### Kutipan Berita
Newsletter

Ada Angin Surga dari Amerika, Rupiah Bisa Berjaya?

Hidayat Setiaji & Raditya Hanung & Anthony Kevin, CNBC Indonesia
27 August 2018 05:54
Pidato Jerome Powell Minim Kejutan, Wall Street Melesat
Foto: REUTERS/Lucas Jackson
Dari Wall Street, tiga indeks utama mencatatkan penguatan sepanjang pekan lalu. Dow Jones Industrial Average (DJIA) naik 0,47%, S&P 500 menguat 0,87%, dan Nasdaq Composite melesat 1,66%.  

Sementara pada perdagangan akhir pekan lalu, tiga indeks ini juga mampu membukukan kenaikan. DJIA naik 0,52%, S&P 500 menguat 0,62%, dan Nasdaq bertambah 0,97%. 

Penyebab laju penguatan bursa saham New York akhir pekan lalu adalah pidato Jerome Powell di pertemuan tahunan The Fed di Jackson Hole, Wyoming. Dalam pidato tersebut, Powell menyebutkan kenaikan suku bunga acuan merupakan langkah terbaik untuk melindungi pemulihan ekonomi Negeri Paman Sam. 

"Ekonomi kita kuat. Inflasi mendekati target 2%, dan banyak orang sudah mendapatkan pekerjaan. Jika pertumbuhan pendapatan dan penciptaan lapangan kerja ini terus terjadi, maka kenaikan suku bunga acuan secara bertahap memang sudah selayaknya dilakukan," sebut Powell, mengutip Reuters. 

Pernyataan Powell itu dibaca oleh pelaku pasar seolah menjadi penegasan bahwa The Fed tidak bisa diintervensi oleh siapa pun, termasuk Presiden Trump. Pekan lalu, Trump terang-terangan menyatakan ketidaksetujuannya terhadap kebijakan The Fed yang terus menaikkan suku bunga acuan. 

"Dengan angka pengangguran yang rendah, mengapa kami mengetatkan kebijakan moneter? Dengan problem inflasi yang belum kelihatan, mengapa kami mengetatkan kebijakan moneter yang bisa menghambat penciptaan lapangan kerja dan ekspansi ekonomi? Kami hanya ingin bergerak hati-hati. Kenaikan suku bunga secara gradual adalah langkah kami untuk mengatasi risiko tersebut (inflasi dan ekspansi ekonomi yang terlalu kencang)," ungkap Powell.

### Bahan yang Disediakan
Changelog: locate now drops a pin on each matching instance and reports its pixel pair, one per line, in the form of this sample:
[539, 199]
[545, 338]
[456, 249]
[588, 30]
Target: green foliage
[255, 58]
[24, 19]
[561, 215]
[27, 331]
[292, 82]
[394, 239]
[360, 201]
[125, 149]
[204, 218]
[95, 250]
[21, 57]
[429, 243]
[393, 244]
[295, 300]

### Tugas
Menurut kutipan berita tentang Wall Street, indeks utama apa saja yang menguat sepanjang pekan lalu? Sertakan persentase kenaikan masing-masing. Baris-baris di atas merupakan bahan tersendiri yang terpisah dari kutipan berita.

### Hasil Tugas
- Dow Jones Industrial Average (DJIA): naik 0,47%
- S&P 500: menguat 0,87%
- Nasdaq Composite: melesat 1,66%